#### INSTRUCTIONS TO FOLLOW:
Rewrite every line of the entries below as a Markdown table with two columns, Row (the row number) and Text (the line), leaving out blank lines.

#### AVAILABLE RECORDS:
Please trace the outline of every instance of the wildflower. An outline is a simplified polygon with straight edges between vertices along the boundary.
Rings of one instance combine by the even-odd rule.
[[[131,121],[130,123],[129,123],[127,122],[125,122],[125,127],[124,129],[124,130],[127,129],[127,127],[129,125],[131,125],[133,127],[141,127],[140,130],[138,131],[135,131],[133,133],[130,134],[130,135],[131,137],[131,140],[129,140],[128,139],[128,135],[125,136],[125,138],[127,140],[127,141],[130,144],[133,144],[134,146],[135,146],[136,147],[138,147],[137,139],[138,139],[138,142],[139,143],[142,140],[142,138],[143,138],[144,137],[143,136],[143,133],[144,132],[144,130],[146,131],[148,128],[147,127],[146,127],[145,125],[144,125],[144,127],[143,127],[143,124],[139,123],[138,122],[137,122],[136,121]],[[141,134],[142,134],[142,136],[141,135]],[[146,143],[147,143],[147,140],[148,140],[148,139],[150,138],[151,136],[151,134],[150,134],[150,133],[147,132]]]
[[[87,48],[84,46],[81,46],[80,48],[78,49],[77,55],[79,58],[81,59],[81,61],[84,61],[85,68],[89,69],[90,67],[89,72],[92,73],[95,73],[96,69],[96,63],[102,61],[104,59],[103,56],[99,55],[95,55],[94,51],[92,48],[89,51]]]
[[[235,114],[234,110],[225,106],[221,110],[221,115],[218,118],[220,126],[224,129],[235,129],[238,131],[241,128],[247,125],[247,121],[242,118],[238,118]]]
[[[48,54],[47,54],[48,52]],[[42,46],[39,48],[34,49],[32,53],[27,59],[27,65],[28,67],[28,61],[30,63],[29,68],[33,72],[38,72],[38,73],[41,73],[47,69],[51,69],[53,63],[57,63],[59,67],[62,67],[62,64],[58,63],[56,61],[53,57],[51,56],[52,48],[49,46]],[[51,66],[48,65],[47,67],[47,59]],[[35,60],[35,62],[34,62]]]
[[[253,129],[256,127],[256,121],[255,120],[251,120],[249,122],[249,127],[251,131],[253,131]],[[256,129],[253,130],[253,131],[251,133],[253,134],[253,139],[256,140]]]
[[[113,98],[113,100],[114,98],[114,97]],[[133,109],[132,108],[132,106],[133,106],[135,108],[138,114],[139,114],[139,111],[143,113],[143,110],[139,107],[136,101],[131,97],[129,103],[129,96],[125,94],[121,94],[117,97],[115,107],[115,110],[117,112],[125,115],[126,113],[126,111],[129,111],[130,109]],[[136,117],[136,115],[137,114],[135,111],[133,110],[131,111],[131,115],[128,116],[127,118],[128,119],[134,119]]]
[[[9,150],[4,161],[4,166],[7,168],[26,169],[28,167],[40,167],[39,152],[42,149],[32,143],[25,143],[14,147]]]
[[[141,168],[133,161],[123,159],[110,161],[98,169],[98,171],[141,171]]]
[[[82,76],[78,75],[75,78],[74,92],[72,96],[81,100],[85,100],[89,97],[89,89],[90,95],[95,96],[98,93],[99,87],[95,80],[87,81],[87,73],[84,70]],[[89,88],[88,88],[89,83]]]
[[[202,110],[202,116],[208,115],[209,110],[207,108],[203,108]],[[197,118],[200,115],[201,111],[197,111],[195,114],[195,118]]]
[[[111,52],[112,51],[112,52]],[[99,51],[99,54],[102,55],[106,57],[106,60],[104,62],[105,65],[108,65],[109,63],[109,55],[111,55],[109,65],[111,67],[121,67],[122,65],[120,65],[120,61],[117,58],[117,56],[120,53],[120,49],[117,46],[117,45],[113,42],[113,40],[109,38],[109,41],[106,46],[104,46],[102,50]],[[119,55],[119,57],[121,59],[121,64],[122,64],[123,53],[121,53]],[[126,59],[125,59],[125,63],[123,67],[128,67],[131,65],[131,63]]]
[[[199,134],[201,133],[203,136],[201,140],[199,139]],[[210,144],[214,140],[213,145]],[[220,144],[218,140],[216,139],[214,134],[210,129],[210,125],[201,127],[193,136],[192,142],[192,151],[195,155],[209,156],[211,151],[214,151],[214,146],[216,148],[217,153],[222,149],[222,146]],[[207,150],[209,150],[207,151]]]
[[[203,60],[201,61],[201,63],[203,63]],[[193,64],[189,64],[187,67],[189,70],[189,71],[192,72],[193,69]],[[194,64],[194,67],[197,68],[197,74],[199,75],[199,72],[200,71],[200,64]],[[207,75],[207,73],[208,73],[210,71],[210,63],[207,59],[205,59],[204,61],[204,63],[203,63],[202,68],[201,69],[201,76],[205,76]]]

#### WORKED SOLUTION:
| Row | Text |
|---|---|
| 1 | Please trace the outline of every instance of the wildflower. An outline is a simplified polygon with straight edges between vertices along the boundary. |
| 2 | Rings of one instance combine by the even-odd rule. |
| 3 | [[[131,121],[130,123],[129,123],[127,122],[125,122],[125,127],[124,129],[124,130],[127,129],[127,127],[129,125],[131,125],[133,127],[141,127],[140,130],[138,131],[135,131],[133,133],[130,134],[130,135],[131,137],[131,140],[129,140],[128,139],[128,135],[125,136],[125,138],[127,140],[127,141],[130,144],[133,144],[134,146],[135,146],[136,147],[138,147],[137,139],[138,139],[138,142],[139,143],[142,140],[142,138],[143,138],[144,137],[143,136],[143,133],[144,132],[144,130],[146,131],[148,128],[147,127],[146,127],[145,125],[144,125],[144,127],[143,127],[143,124],[139,123],[138,122],[137,122],[136,121]],[[141,134],[142,134],[142,136],[141,135]],[[146,143],[147,143],[147,140],[148,140],[148,139],[150,138],[151,136],[151,134],[150,134],[150,133],[147,132]]] |
| 4 | [[[87,48],[84,46],[81,46],[80,48],[78,49],[77,55],[79,58],[81,59],[81,61],[84,61],[85,68],[89,69],[90,67],[89,72],[92,73],[95,73],[96,69],[96,63],[102,61],[104,59],[103,56],[99,55],[95,55],[94,51],[92,48],[89,51]]] |
| 5 | [[[235,114],[234,110],[225,106],[221,110],[221,115],[218,118],[220,126],[224,129],[235,129],[238,131],[241,128],[247,125],[247,121],[242,118],[238,118]]] |
| 6 | [[[48,54],[47,54],[48,52]],[[42,46],[39,48],[34,49],[32,53],[27,59],[27,65],[28,67],[28,61],[30,63],[29,68],[33,72],[38,72],[38,73],[41,73],[47,69],[51,69],[53,63],[57,63],[59,67],[62,67],[62,64],[58,63],[56,61],[53,57],[51,56],[52,48],[49,46]],[[51,66],[48,65],[47,67],[47,59]],[[35,60],[35,62],[34,62]]] |
| 7 | [[[253,129],[256,127],[256,121],[255,120],[251,120],[249,122],[249,127],[251,131],[253,131]],[[256,129],[253,130],[253,131],[251,133],[253,134],[253,139],[256,140]]] |
| 8 | [[[113,98],[113,100],[114,98],[114,97]],[[133,109],[132,108],[132,106],[133,106],[135,108],[138,114],[139,114],[139,111],[143,113],[143,110],[139,107],[136,101],[131,97],[129,103],[129,96],[125,94],[121,94],[117,97],[115,107],[115,110],[117,112],[125,115],[126,113],[126,111],[129,111],[130,109]],[[136,117],[136,115],[137,114],[135,111],[133,110],[131,111],[131,115],[128,116],[127,118],[128,119],[134,119]]] |
| 9 | [[[9,150],[4,161],[4,166],[7,168],[26,169],[28,167],[40,167],[39,152],[42,149],[32,143],[25,143],[14,147]]] |
| 10 | [[[141,168],[133,161],[123,159],[110,161],[98,169],[98,171],[141,171]]] |
| 11 | [[[82,76],[78,75],[75,78],[74,92],[72,96],[81,100],[85,100],[89,97],[89,89],[90,95],[95,96],[98,93],[99,87],[95,80],[87,81],[87,73],[84,70]],[[89,88],[88,88],[89,83]]] |
| 12 | [[[202,110],[202,116],[208,115],[209,110],[207,108],[203,108]],[[197,118],[200,115],[201,111],[197,111],[195,114],[195,118]]] |
| 13 | [[[111,52],[112,51],[112,52]],[[99,51],[99,54],[102,55],[106,57],[106,60],[104,62],[105,65],[108,65],[109,63],[109,55],[111,55],[109,65],[111,67],[121,67],[122,65],[120,65],[120,61],[117,58],[117,56],[120,53],[120,49],[117,46],[117,45],[113,42],[113,40],[109,38],[109,41],[106,46],[104,46],[102,50]],[[119,55],[119,57],[121,59],[121,64],[122,64],[123,53],[121,53]],[[126,59],[125,59],[125,63],[123,67],[128,67],[131,65],[131,63]]] |
| 14 | [[[199,134],[201,133],[203,136],[201,140],[199,139]],[[210,144],[214,140],[213,145]],[[220,144],[218,140],[216,139],[214,134],[210,129],[210,125],[201,127],[193,136],[192,142],[192,151],[195,155],[209,156],[211,151],[214,151],[214,146],[216,148],[217,153],[222,149],[222,146]],[[207,150],[209,150],[207,151]]] |
| 15 | [[[203,60],[201,61],[201,63],[203,63]],[[193,64],[189,64],[187,67],[189,70],[189,71],[192,72],[193,69]],[[194,64],[194,67],[197,68],[197,74],[199,75],[199,72],[200,71],[200,64]],[[207,75],[207,73],[208,73],[210,71],[210,63],[207,59],[205,59],[204,61],[204,63],[203,63],[202,68],[201,69],[201,76],[205,76]]] |